▶ _WORK TO BE COMPLETED_: Count the lines in the listing below that contain the string "multi", matching case exactly, and reply with only that number.

— START —

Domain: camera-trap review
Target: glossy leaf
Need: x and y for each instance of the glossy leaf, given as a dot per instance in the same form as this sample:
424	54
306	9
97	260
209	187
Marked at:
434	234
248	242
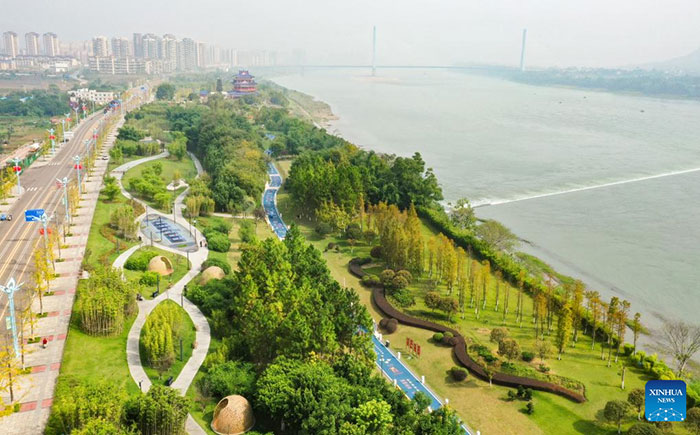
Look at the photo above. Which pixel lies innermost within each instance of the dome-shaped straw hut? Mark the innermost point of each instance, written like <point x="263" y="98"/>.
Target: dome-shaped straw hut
<point x="233" y="415"/>
<point x="161" y="265"/>
<point x="211" y="272"/>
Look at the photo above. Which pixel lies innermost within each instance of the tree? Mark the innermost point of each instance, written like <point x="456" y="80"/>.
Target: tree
<point x="165" y="91"/>
<point x="615" y="411"/>
<point x="432" y="300"/>
<point x="543" y="349"/>
<point x="693" y="420"/>
<point x="498" y="334"/>
<point x="82" y="403"/>
<point x="111" y="189"/>
<point x="509" y="348"/>
<point x="10" y="369"/>
<point x="497" y="235"/>
<point x="160" y="411"/>
<point x="683" y="340"/>
<point x="462" y="215"/>
<point x="123" y="220"/>
<point x="636" y="329"/>
<point x="373" y="416"/>
<point x="563" y="328"/>
<point x="636" y="399"/>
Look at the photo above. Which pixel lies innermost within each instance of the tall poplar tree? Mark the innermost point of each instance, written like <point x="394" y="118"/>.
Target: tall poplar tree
<point x="563" y="328"/>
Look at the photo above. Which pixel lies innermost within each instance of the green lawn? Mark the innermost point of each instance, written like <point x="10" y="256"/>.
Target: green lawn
<point x="170" y="165"/>
<point x="96" y="358"/>
<point x="188" y="334"/>
<point x="486" y="408"/>
<point x="180" y="268"/>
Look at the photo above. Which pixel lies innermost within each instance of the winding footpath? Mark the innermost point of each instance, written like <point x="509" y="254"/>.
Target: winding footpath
<point x="202" y="336"/>
<point x="389" y="364"/>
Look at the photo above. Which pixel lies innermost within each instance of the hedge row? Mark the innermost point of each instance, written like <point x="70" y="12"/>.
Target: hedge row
<point x="499" y="261"/>
<point x="460" y="349"/>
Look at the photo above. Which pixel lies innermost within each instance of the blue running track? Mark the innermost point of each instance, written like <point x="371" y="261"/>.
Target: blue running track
<point x="269" y="205"/>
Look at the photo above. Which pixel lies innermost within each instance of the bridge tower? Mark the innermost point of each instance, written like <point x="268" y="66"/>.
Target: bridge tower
<point x="374" y="51"/>
<point x="522" y="51"/>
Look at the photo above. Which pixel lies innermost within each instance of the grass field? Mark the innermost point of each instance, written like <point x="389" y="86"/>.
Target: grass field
<point x="485" y="407"/>
<point x="180" y="268"/>
<point x="170" y="165"/>
<point x="93" y="359"/>
<point x="187" y="332"/>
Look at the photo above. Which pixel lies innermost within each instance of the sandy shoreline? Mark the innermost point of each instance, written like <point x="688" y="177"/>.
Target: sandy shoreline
<point x="320" y="113"/>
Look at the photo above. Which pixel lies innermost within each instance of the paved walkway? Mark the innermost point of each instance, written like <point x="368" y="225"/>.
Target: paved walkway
<point x="35" y="392"/>
<point x="175" y="293"/>
<point x="389" y="364"/>
<point x="272" y="215"/>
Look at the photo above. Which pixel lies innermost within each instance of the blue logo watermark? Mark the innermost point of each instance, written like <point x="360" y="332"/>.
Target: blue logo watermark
<point x="665" y="401"/>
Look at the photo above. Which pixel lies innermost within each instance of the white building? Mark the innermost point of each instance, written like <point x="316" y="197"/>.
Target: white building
<point x="51" y="45"/>
<point x="86" y="94"/>
<point x="99" y="46"/>
<point x="11" y="44"/>
<point x="31" y="40"/>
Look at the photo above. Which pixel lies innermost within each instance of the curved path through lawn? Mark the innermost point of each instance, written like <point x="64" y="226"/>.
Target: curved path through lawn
<point x="202" y="337"/>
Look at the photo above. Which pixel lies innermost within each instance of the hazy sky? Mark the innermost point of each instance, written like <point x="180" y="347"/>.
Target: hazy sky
<point x="560" y="32"/>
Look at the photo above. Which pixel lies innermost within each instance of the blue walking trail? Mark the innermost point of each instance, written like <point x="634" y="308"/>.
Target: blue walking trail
<point x="391" y="366"/>
<point x="409" y="383"/>
<point x="269" y="205"/>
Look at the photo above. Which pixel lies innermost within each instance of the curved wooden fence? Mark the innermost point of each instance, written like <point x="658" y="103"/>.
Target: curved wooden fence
<point x="460" y="347"/>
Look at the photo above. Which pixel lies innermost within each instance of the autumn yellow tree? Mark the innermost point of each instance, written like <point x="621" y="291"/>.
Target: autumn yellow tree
<point x="10" y="369"/>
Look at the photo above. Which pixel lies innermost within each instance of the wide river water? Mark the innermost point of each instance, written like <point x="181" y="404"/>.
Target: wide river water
<point x="495" y="141"/>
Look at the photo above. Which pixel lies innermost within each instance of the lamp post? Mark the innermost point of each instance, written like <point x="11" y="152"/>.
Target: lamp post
<point x="64" y="183"/>
<point x="53" y="140"/>
<point x="10" y="289"/>
<point x="18" y="170"/>
<point x="63" y="127"/>
<point x="77" y="167"/>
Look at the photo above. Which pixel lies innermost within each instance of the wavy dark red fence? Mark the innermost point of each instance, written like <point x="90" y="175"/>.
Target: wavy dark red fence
<point x="460" y="348"/>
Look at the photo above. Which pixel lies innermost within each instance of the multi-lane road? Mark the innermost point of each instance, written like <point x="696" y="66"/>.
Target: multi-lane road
<point x="40" y="190"/>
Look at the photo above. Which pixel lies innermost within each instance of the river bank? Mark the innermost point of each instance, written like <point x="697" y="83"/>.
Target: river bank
<point x="463" y="145"/>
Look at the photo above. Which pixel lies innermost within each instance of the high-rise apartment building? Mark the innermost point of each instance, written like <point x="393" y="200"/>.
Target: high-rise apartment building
<point x="187" y="60"/>
<point x="31" y="41"/>
<point x="99" y="46"/>
<point x="120" y="47"/>
<point x="11" y="44"/>
<point x="138" y="45"/>
<point x="152" y="46"/>
<point x="51" y="46"/>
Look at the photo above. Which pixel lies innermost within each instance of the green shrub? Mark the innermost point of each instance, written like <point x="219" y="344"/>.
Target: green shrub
<point x="376" y="252"/>
<point x="458" y="373"/>
<point x="149" y="278"/>
<point x="139" y="260"/>
<point x="231" y="377"/>
<point x="323" y="229"/>
<point x="219" y="263"/>
<point x="643" y="429"/>
<point x="218" y="242"/>
<point x="530" y="408"/>
<point x="247" y="231"/>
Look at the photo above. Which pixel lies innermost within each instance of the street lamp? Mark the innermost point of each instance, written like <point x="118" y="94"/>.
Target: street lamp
<point x="53" y="140"/>
<point x="77" y="167"/>
<point x="18" y="170"/>
<point x="64" y="183"/>
<point x="10" y="289"/>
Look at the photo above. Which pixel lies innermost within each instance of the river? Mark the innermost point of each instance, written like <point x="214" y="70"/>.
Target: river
<point x="495" y="141"/>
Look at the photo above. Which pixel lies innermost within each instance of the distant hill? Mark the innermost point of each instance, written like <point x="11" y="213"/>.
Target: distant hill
<point x="689" y="64"/>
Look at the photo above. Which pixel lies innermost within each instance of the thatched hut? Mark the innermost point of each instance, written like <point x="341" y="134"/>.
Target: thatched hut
<point x="233" y="415"/>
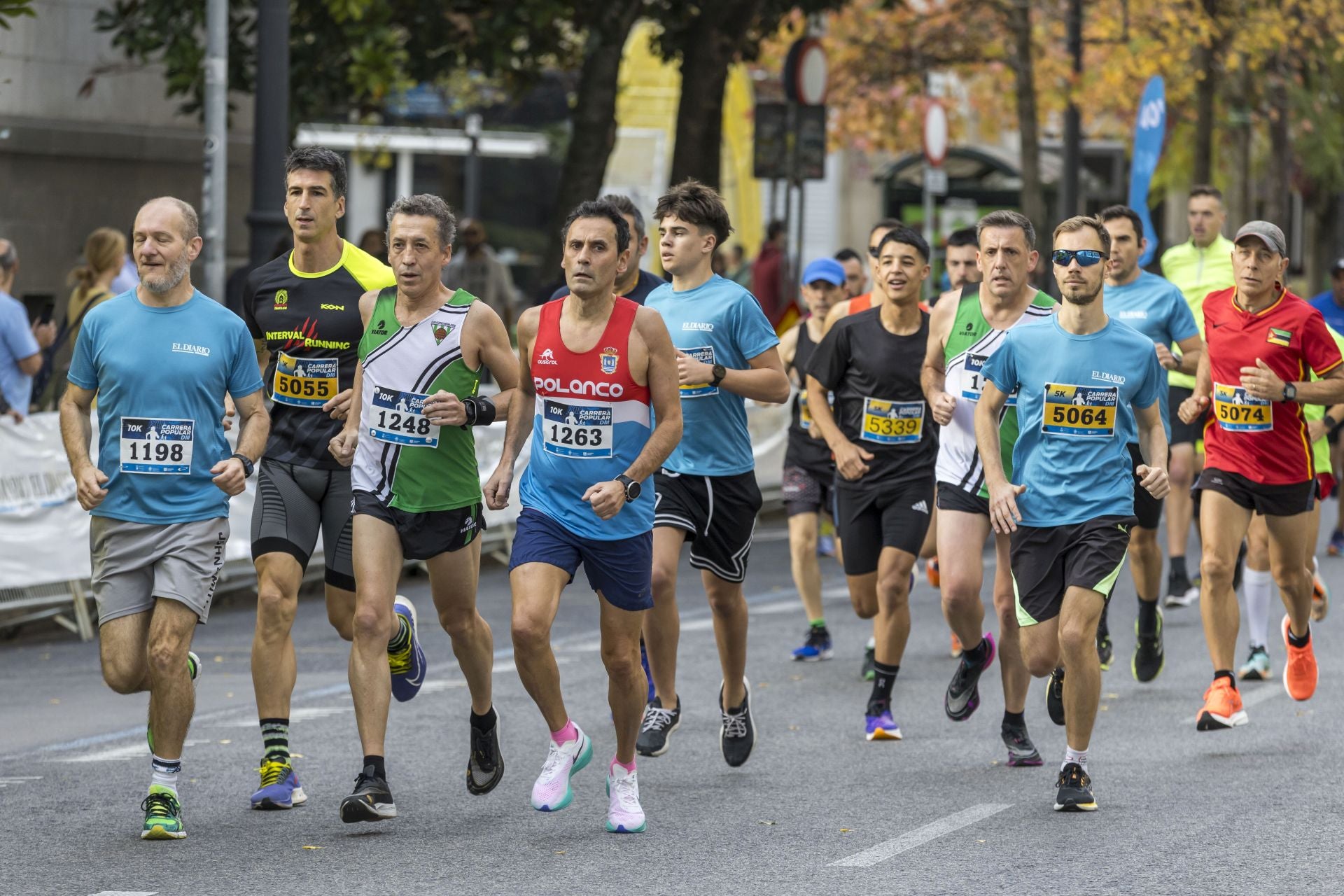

— END —

▶ _ANSWER_: 2